SUPPLIED TEXT section start
Coronavirus and the Lessons for Executives Worldwide
Blog Post › Transformational Leadership
Since the Lunar New Year, the Coronavirus has had a devastating impact on the lives of Chinese people and the economy worldwide. My family is from a small town in Northern China – about four hours drive east of Beijing. Besides staying up-to-date on their health conditions, I have also been following how Chinese companies are responding to the virus – some more successfully than others. Below I summarized two core lessons that I am left with.
Manage the Crisis Communication Flow
Since late January, the Chinese government has advised citizens to not leave their residence unless absolutely necessary and roads have been shut down. With the help of the internet, information is quickly shared and passed around, with a large amount of “fake news” in circulation. Rumors about the Red Cross mishandling donation items and leaked videos of people dropping dead on the street caused shock waves across the nation, leaving the community in anger and frustrations, brewing public distrust of government agencies. Overall, the network of conversations around how the virus was being handled has fostered an unproductive environment that caused misunderstanding between the state agencies, hospitals, and the general public.
In any large and complex corporation, when organizational structures shift, key executives leave the organization or there is an M&A deal in discussion, similar shock waves are often produced in companies. Getting ahead of the message is key. In my work with executives to manage change, I observe them following a methodical approach for information dissemination in a crisis. They first gain alignment amongst senior leadership on “what to say and how much to share,” then disseminate the news internally, then release to the public. When communicating to the internal audience, they make sure three critical questions are addressed before people raise them:
- Why did this happen?
- Is there something wrong?
- What does this mean to me and my job?
Answering these questions helps people make sense of what is going on and allow them to contribute effectively to the work that needs to get done moving forward.
SUPPLIED TEXT section end
=== BRIEF ===
Copy the part of the coronavirus blog post starting at "In any large" and ending at "did this happen?", changing "senior leadership" to "top management".
GIVEN RECORDS section start
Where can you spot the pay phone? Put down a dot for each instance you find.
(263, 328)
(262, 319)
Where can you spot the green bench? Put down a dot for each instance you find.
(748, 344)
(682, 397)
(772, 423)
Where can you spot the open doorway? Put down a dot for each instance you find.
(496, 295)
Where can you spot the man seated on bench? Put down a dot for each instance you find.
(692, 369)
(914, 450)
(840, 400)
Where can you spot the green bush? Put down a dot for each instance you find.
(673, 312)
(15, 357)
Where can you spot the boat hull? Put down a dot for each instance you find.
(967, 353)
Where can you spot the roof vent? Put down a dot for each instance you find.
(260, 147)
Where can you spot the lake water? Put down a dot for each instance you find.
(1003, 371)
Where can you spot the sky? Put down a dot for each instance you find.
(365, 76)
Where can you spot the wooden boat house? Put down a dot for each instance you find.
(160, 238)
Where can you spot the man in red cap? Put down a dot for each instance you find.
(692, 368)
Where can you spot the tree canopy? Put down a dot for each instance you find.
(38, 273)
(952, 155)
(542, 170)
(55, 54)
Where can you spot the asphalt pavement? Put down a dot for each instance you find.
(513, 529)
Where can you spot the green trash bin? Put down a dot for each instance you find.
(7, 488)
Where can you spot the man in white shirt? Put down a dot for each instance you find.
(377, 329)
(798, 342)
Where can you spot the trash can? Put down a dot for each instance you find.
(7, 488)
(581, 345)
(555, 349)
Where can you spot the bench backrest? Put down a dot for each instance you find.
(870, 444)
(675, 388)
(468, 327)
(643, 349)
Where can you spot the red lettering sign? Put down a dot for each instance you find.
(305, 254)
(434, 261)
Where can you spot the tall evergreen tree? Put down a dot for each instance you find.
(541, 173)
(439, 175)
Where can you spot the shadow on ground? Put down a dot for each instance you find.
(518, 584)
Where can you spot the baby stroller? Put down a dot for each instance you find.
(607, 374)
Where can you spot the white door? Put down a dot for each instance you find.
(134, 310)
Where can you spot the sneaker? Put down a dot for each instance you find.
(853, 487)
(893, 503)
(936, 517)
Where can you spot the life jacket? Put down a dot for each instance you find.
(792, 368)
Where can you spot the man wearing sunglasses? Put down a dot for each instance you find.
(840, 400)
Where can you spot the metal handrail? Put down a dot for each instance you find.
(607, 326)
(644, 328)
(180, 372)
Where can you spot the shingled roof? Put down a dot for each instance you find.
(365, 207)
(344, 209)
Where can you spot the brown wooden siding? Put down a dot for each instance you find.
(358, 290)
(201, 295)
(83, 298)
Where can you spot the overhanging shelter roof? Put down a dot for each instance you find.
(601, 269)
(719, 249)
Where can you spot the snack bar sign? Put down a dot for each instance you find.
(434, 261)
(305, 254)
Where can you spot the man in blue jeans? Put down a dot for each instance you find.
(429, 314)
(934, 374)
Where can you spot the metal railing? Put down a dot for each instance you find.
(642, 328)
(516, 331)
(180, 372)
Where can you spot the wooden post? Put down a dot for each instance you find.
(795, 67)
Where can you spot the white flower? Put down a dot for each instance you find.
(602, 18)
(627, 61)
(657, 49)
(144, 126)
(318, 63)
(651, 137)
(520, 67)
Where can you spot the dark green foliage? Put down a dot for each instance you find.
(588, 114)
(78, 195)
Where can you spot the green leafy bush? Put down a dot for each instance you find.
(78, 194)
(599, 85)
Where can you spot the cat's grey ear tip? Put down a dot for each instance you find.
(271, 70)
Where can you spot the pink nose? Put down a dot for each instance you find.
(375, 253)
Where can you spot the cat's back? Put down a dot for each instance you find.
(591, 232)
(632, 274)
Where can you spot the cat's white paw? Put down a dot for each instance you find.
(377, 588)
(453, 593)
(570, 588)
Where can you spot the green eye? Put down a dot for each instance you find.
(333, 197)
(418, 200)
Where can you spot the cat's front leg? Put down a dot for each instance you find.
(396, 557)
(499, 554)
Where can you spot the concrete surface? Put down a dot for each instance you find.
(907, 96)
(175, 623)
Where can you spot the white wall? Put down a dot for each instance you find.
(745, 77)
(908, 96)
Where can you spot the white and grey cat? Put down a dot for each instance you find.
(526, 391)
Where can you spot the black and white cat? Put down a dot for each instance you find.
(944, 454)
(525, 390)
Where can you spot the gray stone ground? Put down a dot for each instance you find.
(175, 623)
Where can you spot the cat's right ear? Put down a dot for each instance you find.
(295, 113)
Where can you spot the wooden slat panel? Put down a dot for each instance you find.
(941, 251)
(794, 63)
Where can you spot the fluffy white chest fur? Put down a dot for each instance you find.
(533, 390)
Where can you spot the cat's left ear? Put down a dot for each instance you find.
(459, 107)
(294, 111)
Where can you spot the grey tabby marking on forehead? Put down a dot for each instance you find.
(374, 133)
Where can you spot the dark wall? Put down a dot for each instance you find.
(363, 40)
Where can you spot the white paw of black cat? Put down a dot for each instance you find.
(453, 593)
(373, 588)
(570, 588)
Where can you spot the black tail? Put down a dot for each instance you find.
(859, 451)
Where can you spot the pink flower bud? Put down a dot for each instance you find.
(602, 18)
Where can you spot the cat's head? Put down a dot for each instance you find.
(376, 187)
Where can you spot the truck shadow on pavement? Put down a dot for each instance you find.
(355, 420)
GIVEN RECORDS section end
=== SOLUTION FOR THIS EXERCISE ===
In any large and complex corporation, when organizational structures shift, key executives leave the organization or there is an M&A deal in discussion, similar shock waves are often produced in companies. Getting ahead of the message is key. In my work with executives to manage change, I observe them following a methodical approach for information dissemination in a crisis. They first gain alignment amongst top management on “what to say and how much to share,” then disseminate the news internally, then release to the public. When communicating to the internal audience, they make sure three critical questions are addressed before people raise them:
- Why did this happen?